Data supplied |
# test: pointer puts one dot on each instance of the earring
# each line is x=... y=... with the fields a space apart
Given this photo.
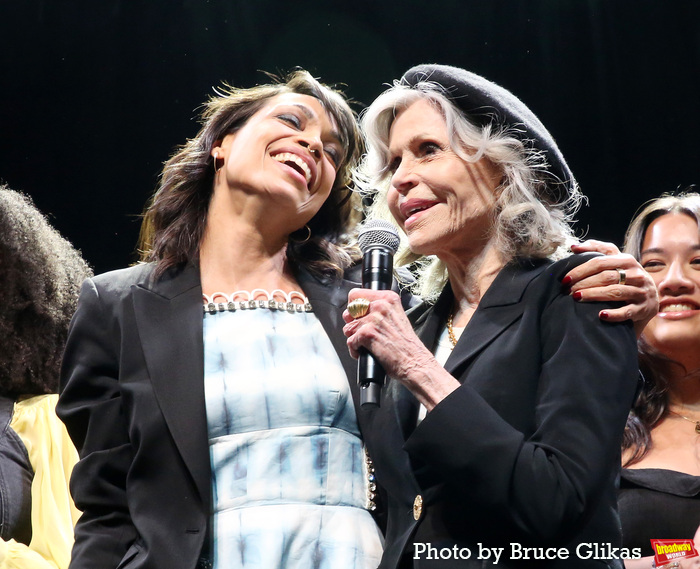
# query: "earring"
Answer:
x=300 y=241
x=217 y=166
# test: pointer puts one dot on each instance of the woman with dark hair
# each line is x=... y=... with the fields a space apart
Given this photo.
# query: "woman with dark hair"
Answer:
x=660 y=486
x=206 y=389
x=501 y=425
x=40 y=273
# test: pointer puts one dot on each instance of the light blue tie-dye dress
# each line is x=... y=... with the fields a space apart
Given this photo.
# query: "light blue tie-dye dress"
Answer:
x=289 y=474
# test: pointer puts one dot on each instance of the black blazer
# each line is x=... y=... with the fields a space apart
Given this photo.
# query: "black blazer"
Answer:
x=528 y=448
x=133 y=401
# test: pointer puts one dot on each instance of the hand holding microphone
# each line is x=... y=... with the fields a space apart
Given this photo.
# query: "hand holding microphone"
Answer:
x=378 y=242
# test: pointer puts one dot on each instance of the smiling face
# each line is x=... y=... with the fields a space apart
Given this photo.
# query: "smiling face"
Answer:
x=671 y=255
x=443 y=203
x=285 y=157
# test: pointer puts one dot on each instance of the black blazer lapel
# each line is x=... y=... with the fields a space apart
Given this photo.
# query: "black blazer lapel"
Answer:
x=498 y=309
x=329 y=301
x=169 y=320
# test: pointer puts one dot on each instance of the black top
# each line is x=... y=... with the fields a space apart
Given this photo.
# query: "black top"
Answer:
x=657 y=504
x=16 y=476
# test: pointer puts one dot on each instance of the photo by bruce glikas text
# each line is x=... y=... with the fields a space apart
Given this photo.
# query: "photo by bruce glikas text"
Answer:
x=518 y=552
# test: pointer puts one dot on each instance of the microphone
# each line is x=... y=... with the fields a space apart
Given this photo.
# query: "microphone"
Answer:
x=378 y=242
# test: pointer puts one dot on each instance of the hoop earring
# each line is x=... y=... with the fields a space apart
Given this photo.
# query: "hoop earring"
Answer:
x=300 y=241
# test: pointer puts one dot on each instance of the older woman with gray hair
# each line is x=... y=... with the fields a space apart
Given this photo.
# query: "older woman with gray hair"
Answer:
x=498 y=436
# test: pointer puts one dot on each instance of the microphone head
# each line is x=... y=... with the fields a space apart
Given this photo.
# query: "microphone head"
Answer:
x=378 y=233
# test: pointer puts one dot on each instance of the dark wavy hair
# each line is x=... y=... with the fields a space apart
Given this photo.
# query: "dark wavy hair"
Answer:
x=174 y=221
x=651 y=406
x=40 y=276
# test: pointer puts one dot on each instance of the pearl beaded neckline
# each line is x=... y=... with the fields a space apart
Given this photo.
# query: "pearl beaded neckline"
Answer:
x=278 y=300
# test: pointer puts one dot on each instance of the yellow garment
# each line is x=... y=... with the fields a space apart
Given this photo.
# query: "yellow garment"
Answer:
x=52 y=456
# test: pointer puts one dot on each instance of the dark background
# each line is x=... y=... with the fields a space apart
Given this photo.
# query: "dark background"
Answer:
x=96 y=95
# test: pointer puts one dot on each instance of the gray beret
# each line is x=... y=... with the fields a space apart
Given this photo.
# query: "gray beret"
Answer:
x=483 y=102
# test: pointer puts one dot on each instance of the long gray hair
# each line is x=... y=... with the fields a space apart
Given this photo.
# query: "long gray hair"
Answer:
x=527 y=223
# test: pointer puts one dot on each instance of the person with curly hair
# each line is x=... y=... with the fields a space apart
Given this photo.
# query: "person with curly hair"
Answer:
x=207 y=388
x=40 y=275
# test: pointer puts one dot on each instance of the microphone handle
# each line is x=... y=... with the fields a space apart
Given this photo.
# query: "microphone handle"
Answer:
x=377 y=266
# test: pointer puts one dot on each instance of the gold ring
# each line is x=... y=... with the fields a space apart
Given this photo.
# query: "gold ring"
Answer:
x=358 y=307
x=623 y=276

What you have to do | Please format every line of the records above as a Markdown table with two columns, Row for the row number and Line for the line itself. Skip blank lines, and leave the pictures out.

Final result |
| Row | Line |
|---|---|
| 1 | # test: pointer puts one dot on each instance of the earring |
| 2 | # each line is x=... y=... with the fields a space apart |
| 3 | Given this photo. |
| 4 | # query: "earring" |
| 5 | Answer: |
| 6 | x=300 y=241 |
| 7 | x=217 y=166 |
| 8 | # test: pointer puts one dot on each instance of the woman with dark hair |
| 9 | # each line is x=... y=... with the fields a space apart |
| 10 | Given this photo. |
| 11 | # query: "woman with dark hair" |
| 12 | Answer: |
| 13 | x=660 y=486 |
| 14 | x=206 y=389 |
| 15 | x=501 y=425 |
| 16 | x=40 y=273 |
| 17 | # test: pointer puts one dot on each instance of the light blue tie-dye dress |
| 18 | # each line is x=... y=... with the fields a space apart |
| 19 | Given this photo. |
| 20 | # query: "light blue tie-dye dress" |
| 21 | Answer: |
| 22 | x=289 y=474 |
| 23 | # test: pointer puts one dot on each instance of the black blazer |
| 24 | # each line is x=... y=... with the fields a space apart |
| 25 | Given this photo. |
| 26 | # query: "black blazer" |
| 27 | Answer: |
| 28 | x=528 y=448 |
| 29 | x=133 y=401 |
| 30 | # test: pointer puts one dot on each instance of the hand holding microphone |
| 31 | # each line is x=... y=... with the fields a space apart |
| 32 | Given this photo. |
| 33 | # query: "hand holding microphone" |
| 34 | Answer: |
| 35 | x=378 y=242 |
| 36 | # test: pointer puts one dot on each instance of the smiling face |
| 37 | # each line is x=... y=... with the fields a space apart |
| 38 | Given this photo. |
| 39 | # query: "smiling face" |
| 40 | Answer: |
| 41 | x=671 y=255 |
| 42 | x=443 y=203 |
| 43 | x=285 y=157 |
| 44 | # test: pointer puts one dot on each instance of the black blazer lapel |
| 45 | # each line is x=... y=... with the fields a space apart |
| 46 | Given this photo. |
| 47 | # query: "black blazer lapel" |
| 48 | Answer: |
| 49 | x=498 y=309 |
| 50 | x=329 y=301 |
| 51 | x=169 y=320 |
| 52 | # test: pointer puts one dot on each instance of the black top |
| 53 | # each line is x=... y=... with the fields a space apart |
| 54 | Given this photo. |
| 55 | # query: "black top" |
| 56 | Answer: |
| 57 | x=657 y=504 |
| 58 | x=16 y=476 |
| 59 | # test: pointer puts one dot on each instance of the photo by bruce glikas text |
| 60 | # each line is x=... y=... with the fields a space apart |
| 61 | Given this photo. |
| 62 | # query: "photo by bruce glikas text" |
| 63 | Answer: |
| 64 | x=518 y=552 |
| 65 | # test: pointer puts one dot on each instance of the microphone |
| 66 | # each line is x=... y=... with the fields a space apart |
| 67 | Given this photo. |
| 68 | # query: "microphone" |
| 69 | Answer: |
| 70 | x=378 y=242 |
| 71 | # test: pointer puts one dot on each instance of the hoop earring |
| 72 | # each line is x=... y=... with the fields a space apart |
| 73 | Given this photo. |
| 74 | # query: "hoop earring" |
| 75 | Answer: |
| 76 | x=300 y=241 |
| 77 | # test: pointer puts one dot on each instance of the older woman with gray hair |
| 78 | # each line is x=... y=... with the fields a space apart |
| 79 | Given this photo. |
| 80 | # query: "older woman with gray hair" |
| 81 | Answer: |
| 82 | x=498 y=436 |
| 83 | # test: pointer puts one dot on each instance of the microphone head |
| 84 | # each line is x=... y=... with the fields a space apart |
| 85 | Given this photo. |
| 86 | # query: "microphone head" |
| 87 | Answer: |
| 88 | x=378 y=233 |
| 89 | # test: pointer puts one dot on each instance of the dark wavy hair |
| 90 | # each line is x=... y=... with the fields a space apart |
| 91 | Given this photo. |
| 92 | # query: "dark wavy hair" |
| 93 | Answer: |
| 94 | x=174 y=221 |
| 95 | x=651 y=406 |
| 96 | x=40 y=276 |
| 97 | # test: pointer puts one dot on each instance of the pearl beaded neckline |
| 98 | # each line is x=... y=... with the fields a space apart |
| 99 | Given this photo. |
| 100 | # query: "pearl beaded neckline" |
| 101 | Answer: |
| 102 | x=278 y=300 |
| 103 | # test: pointer puts one dot on each instance of the yellow garment |
| 104 | # each line is x=... y=... with the fields a space apart |
| 105 | Given this photo. |
| 106 | # query: "yellow garment" |
| 107 | Answer: |
| 108 | x=52 y=456 |
| 109 | # test: pointer puts one dot on each instance of the dark background |
| 110 | # each line is x=... y=... with the fields a space apart |
| 111 | Given this photo. |
| 112 | # query: "dark background" |
| 113 | Answer: |
| 114 | x=96 y=95 |
| 115 | # test: pointer puts one dot on each instance of the gray beret |
| 116 | # each line is x=... y=... with the fields a space apart |
| 117 | Given this photo. |
| 118 | # query: "gray beret" |
| 119 | Answer: |
| 120 | x=483 y=102 |
| 121 | # test: pointer puts one dot on each instance of the long gray hair |
| 122 | # each line is x=... y=... with the fields a space apart |
| 123 | Given this photo. |
| 124 | # query: "long gray hair" |
| 125 | Answer: |
| 126 | x=527 y=223 |
| 127 | # test: pointer puts one dot on each instance of the person with curly hair |
| 128 | # each line is x=... y=... with the fields a space apart |
| 129 | Given this photo. |
| 130 | # query: "person with curly hair" |
| 131 | Answer: |
| 132 | x=207 y=388 |
| 133 | x=40 y=275 |
| 134 | # test: pointer puts one dot on each instance of the microphone handle |
| 135 | # each line is x=... y=... with the fields a space apart |
| 136 | Given this photo. |
| 137 | # query: "microphone handle" |
| 138 | Answer: |
| 139 | x=377 y=266 |
| 140 | # test: pointer puts one dot on each instance of the gold ring |
| 141 | # each line is x=... y=... with the fields a space apart |
| 142 | Given this photo. |
| 143 | # query: "gold ring" |
| 144 | Answer: |
| 145 | x=358 y=307 |
| 146 | x=623 y=276 |